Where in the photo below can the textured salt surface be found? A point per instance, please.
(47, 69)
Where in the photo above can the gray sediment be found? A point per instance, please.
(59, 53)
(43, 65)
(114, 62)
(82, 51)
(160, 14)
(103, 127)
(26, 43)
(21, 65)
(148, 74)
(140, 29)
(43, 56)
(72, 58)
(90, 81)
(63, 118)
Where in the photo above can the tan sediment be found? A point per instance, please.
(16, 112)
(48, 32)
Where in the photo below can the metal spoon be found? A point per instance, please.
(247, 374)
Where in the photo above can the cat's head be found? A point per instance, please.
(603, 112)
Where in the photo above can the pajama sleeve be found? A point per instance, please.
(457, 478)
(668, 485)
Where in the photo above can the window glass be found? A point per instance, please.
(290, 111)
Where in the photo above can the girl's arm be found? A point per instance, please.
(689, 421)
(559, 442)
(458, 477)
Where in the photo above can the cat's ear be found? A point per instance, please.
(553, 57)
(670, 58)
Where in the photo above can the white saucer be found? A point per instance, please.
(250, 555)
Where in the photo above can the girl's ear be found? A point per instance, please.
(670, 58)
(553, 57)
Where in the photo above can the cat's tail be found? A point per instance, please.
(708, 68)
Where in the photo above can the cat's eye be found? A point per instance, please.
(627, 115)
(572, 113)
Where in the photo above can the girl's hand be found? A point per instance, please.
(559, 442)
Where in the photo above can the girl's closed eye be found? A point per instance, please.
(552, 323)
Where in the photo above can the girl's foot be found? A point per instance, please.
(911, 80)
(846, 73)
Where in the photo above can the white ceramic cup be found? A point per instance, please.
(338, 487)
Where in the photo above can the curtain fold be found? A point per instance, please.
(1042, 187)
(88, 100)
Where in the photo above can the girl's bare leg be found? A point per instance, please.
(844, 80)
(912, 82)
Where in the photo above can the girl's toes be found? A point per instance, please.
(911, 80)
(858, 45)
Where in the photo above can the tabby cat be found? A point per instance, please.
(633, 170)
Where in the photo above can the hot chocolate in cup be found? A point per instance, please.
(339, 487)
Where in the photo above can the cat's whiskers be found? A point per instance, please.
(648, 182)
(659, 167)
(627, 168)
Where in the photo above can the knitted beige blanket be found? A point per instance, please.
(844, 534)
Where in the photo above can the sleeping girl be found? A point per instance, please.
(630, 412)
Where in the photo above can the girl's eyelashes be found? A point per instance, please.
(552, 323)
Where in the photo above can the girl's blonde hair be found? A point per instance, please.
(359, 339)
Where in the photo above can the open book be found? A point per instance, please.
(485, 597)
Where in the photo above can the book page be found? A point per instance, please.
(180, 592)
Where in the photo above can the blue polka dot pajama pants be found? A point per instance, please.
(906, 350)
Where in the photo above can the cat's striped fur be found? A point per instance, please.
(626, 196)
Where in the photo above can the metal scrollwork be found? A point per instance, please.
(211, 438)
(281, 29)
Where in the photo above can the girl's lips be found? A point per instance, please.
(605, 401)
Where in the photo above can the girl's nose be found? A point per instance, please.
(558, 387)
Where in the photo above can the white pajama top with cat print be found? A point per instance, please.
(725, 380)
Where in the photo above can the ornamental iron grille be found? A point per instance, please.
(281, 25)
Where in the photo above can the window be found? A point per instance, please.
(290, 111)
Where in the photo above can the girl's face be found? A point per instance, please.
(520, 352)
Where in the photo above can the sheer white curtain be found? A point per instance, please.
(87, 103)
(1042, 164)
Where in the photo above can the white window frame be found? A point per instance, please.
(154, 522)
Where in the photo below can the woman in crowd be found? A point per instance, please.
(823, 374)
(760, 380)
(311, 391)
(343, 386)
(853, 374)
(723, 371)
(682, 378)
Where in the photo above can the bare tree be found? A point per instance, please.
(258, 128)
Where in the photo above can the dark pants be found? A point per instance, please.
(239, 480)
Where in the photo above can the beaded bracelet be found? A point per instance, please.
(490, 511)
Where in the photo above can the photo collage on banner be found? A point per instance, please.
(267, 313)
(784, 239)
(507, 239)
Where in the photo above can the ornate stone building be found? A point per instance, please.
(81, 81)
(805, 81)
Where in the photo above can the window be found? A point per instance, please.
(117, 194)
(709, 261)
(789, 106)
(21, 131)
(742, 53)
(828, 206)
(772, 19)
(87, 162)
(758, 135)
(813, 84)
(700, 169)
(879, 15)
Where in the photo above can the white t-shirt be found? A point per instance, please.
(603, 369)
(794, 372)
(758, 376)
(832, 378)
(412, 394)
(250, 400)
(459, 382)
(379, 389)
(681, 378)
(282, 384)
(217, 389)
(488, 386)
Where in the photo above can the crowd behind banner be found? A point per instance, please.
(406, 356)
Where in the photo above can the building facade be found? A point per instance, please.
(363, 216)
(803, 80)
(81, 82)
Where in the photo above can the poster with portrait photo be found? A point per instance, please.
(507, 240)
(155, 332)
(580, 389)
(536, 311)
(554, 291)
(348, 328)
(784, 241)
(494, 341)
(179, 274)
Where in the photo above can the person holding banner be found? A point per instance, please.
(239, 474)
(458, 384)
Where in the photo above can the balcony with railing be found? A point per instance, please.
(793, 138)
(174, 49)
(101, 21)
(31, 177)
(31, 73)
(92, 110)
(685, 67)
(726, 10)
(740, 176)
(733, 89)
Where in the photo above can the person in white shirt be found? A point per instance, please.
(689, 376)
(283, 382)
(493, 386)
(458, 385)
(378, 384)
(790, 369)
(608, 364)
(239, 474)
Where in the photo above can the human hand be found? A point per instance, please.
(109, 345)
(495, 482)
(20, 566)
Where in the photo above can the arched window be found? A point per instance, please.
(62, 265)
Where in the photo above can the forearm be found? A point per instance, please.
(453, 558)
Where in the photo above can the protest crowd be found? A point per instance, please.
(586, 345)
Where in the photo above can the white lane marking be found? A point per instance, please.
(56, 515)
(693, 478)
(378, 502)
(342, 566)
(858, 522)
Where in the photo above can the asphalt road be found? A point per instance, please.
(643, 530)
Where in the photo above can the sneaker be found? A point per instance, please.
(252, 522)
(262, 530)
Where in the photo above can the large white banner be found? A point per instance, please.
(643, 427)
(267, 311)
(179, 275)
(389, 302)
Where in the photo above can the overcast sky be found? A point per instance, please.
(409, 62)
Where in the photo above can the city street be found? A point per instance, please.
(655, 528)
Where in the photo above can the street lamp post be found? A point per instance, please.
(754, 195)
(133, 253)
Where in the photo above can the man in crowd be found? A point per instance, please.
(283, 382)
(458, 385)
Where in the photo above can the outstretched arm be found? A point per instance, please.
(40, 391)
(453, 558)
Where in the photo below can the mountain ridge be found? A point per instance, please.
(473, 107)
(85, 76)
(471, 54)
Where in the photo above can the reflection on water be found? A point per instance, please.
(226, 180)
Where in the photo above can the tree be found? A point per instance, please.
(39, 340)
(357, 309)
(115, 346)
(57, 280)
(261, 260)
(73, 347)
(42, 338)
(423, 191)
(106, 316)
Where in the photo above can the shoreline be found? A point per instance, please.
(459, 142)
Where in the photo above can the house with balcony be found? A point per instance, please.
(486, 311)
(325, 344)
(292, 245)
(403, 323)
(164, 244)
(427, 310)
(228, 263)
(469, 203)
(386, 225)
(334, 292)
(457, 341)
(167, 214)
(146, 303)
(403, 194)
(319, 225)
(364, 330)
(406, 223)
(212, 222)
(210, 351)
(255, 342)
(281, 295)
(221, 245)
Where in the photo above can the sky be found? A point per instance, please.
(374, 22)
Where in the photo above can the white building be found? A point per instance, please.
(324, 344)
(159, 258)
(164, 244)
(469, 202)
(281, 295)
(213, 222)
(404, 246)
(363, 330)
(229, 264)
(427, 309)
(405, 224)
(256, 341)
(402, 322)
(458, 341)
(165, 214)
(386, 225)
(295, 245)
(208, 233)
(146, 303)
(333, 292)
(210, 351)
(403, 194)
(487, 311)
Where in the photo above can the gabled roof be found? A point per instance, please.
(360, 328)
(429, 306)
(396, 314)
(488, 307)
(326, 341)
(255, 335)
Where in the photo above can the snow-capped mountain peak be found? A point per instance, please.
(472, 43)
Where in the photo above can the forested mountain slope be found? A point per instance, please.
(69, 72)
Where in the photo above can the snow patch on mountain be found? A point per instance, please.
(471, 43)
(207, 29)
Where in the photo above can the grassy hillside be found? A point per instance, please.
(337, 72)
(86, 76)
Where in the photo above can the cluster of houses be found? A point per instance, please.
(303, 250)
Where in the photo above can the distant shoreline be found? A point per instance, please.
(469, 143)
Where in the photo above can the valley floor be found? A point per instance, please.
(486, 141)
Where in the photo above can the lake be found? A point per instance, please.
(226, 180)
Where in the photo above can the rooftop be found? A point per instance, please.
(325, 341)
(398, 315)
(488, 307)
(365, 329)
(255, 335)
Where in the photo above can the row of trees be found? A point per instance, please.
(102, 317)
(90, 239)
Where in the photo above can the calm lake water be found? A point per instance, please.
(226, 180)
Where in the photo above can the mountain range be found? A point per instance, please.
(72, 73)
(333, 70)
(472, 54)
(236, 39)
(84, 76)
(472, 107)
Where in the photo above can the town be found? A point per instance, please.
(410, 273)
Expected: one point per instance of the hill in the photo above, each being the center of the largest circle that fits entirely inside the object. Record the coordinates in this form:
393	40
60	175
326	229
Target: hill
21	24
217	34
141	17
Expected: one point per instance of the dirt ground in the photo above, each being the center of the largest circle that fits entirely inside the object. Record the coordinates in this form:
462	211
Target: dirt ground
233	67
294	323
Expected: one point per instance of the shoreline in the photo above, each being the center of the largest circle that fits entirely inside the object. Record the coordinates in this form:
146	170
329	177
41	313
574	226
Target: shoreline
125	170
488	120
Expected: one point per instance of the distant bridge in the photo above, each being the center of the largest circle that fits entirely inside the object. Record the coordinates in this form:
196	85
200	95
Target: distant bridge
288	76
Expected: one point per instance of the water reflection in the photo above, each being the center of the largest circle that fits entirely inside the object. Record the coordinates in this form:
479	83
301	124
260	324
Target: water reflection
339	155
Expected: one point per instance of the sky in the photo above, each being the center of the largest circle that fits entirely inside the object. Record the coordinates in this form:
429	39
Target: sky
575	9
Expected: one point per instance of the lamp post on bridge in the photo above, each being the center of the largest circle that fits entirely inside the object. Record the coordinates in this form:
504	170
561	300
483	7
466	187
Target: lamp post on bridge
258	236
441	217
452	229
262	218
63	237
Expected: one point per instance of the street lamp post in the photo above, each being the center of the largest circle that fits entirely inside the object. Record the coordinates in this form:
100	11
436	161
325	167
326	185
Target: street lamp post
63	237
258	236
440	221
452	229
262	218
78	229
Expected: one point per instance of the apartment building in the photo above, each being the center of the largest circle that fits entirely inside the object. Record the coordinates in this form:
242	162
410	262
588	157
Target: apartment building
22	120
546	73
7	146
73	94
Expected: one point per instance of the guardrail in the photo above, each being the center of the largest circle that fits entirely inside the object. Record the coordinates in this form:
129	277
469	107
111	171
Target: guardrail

----

◆ **Work request**:
Please return every line of the records above that contains the word "guardrail".

◆ **Written response**:
Expected: one point per instance of the guardrail in the photo above, each being the center of the largest circle that fits entirely inside the object. Record the coordinates in this form:
Target: guardrail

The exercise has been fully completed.